# Work required
Your task is to repeat the data exactly, every line of it.

# Exercise materials
BEGIN
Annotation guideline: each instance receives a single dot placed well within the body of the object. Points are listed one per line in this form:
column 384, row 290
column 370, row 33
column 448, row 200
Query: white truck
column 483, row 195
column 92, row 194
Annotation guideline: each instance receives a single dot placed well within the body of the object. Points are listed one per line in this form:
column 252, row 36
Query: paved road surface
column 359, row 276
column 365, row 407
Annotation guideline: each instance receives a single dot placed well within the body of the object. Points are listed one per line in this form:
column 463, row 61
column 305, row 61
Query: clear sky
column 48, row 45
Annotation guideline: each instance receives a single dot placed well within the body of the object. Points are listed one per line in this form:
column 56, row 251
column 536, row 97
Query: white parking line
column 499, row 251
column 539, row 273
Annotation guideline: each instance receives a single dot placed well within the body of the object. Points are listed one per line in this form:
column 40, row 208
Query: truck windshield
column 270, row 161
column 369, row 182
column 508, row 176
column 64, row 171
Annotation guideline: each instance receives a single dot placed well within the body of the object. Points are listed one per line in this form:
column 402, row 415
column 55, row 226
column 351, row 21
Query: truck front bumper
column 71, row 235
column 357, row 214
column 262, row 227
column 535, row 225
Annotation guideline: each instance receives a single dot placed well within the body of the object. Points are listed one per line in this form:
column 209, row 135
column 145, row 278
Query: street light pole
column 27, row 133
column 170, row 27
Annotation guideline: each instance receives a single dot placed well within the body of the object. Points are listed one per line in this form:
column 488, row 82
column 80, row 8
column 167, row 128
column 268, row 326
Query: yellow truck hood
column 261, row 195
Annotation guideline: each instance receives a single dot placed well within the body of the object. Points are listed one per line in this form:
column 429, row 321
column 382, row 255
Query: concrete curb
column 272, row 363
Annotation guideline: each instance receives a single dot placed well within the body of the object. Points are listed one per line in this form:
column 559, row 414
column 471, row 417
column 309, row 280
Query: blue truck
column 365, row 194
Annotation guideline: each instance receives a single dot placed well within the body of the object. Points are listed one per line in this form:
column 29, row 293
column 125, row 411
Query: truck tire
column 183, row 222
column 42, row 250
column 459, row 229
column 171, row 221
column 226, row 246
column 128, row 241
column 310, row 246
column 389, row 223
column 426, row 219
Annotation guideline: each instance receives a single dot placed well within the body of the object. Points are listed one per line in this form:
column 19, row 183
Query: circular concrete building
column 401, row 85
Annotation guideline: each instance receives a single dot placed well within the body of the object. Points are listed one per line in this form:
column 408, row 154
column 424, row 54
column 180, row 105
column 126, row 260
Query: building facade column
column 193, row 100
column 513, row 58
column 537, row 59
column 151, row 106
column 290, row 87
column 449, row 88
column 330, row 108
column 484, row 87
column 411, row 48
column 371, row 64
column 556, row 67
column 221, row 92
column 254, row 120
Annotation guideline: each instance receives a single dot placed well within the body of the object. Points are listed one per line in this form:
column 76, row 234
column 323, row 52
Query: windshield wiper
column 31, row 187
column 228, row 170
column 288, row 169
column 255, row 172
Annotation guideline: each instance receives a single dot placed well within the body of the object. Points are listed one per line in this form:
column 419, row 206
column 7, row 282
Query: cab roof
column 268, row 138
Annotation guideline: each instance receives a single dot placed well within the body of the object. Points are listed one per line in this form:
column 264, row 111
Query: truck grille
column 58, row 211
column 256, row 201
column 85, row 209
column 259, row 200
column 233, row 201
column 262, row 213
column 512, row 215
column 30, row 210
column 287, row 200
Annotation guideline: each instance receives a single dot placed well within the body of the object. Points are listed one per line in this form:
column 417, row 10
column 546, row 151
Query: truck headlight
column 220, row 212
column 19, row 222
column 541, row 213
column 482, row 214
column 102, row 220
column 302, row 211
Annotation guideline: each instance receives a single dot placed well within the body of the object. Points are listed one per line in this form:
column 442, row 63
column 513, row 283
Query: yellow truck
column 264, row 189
END
# Output for this exercise
Annotation guideline: each instance receives a single dot placed well within the body of the object. Points are listed one per line in this form:
column 384, row 290
column 370, row 33
column 448, row 200
Query: white truck
column 483, row 195
column 92, row 194
Annotation guideline: each instance receives a single dot placed well within the body of the object. Points are listed one per line in this form:
column 252, row 36
Query: paved road surface
column 359, row 276
column 365, row 407
Annotation guideline: each instance receives a single dot placed well within the body of the object. Points are listed one per line in this form:
column 463, row 61
column 305, row 61
Query: clear sky
column 48, row 45
Annotation guideline: each instance receives a single dot placed well within the body of the object. Points are listed one per line in this form:
column 56, row 251
column 536, row 97
Query: white parking line
column 499, row 251
column 539, row 273
Annotation guideline: each instance receives a single dot placed well within the body of the object. Points are listed one per line in this form:
column 40, row 208
Query: truck windshield
column 270, row 161
column 369, row 182
column 508, row 176
column 64, row 171
Annotation guideline: each instance receives a single dot placed well within the body of the object. Points are listed one per line in this form:
column 402, row 415
column 55, row 226
column 351, row 21
Query: truck front bumper
column 71, row 235
column 357, row 214
column 262, row 227
column 535, row 225
Annotation guideline: each instance receives a single dot placed well within the body of the object. Points are listed one per line in this form:
column 209, row 135
column 145, row 278
Query: street light pole
column 27, row 133
column 170, row 27
Annotation guideline: each instance receives a single dot placed well within the body of the object. Points are listed one per line in this form:
column 488, row 82
column 80, row 8
column 167, row 128
column 268, row 326
Query: yellow truck hood
column 261, row 195
Annotation guideline: each instance receives a single dot placed well within the body of the object. Points are listed one per line in this form:
column 429, row 321
column 382, row 255
Query: concrete curb
column 272, row 363
Annotation guideline: each instance receives a single dot placed well within the body of the object. Points are listed one per line in this form:
column 559, row 414
column 471, row 417
column 309, row 280
Query: blue truck
column 365, row 194
Annotation guideline: each instance receives a single dot placed well within the body of the object. Points are listed one per line in this form:
column 29, row 293
column 125, row 411
Query: truck tire
column 183, row 222
column 42, row 250
column 459, row 229
column 171, row 221
column 226, row 246
column 128, row 241
column 310, row 246
column 389, row 223
column 426, row 219
Annotation guideline: each instance receives a single dot placed well within the body of the object. Points are listed one per line in this form:
column 19, row 183
Query: circular concrete building
column 401, row 85
Annotation guideline: each instance receives a single dot placed well within the body of the object. Points are listed one per line in this form:
column 408, row 154
column 424, row 54
column 180, row 105
column 126, row 260
Query: building facade column
column 193, row 100
column 513, row 58
column 537, row 59
column 151, row 106
column 290, row 87
column 449, row 88
column 330, row 108
column 484, row 87
column 411, row 48
column 371, row 64
column 556, row 67
column 221, row 92
column 254, row 120
Annotation guideline: each instance receives a single dot placed well within the body of the object. Points are listed one per line in this form:
column 76, row 234
column 323, row 52
Query: windshield wiper
column 31, row 187
column 228, row 170
column 288, row 169
column 255, row 172
Annotation guideline: each instance receives a single dot placed well within the body of the object. Points are listed one per line in this form:
column 419, row 206
column 7, row 282
Query: cab roof
column 268, row 138
Annotation guideline: each instance receives a single dot placed well within the body of the object. Points are listed one per line in this form:
column 264, row 111
Query: truck grille
column 58, row 211
column 256, row 201
column 85, row 209
column 259, row 200
column 233, row 201
column 262, row 213
column 512, row 215
column 30, row 210
column 287, row 200
Annotation guideline: each instance receives a single dot placed well within the body of the object. Points are listed one per line in this form:
column 417, row 10
column 546, row 151
Query: truck headlight
column 220, row 212
column 19, row 222
column 541, row 213
column 482, row 214
column 102, row 220
column 302, row 211
Annotation guideline: each instance receives a single dot placed well within the body of the object. Points are listed one per line in this form:
column 442, row 63
column 513, row 283
Query: yellow truck
column 264, row 189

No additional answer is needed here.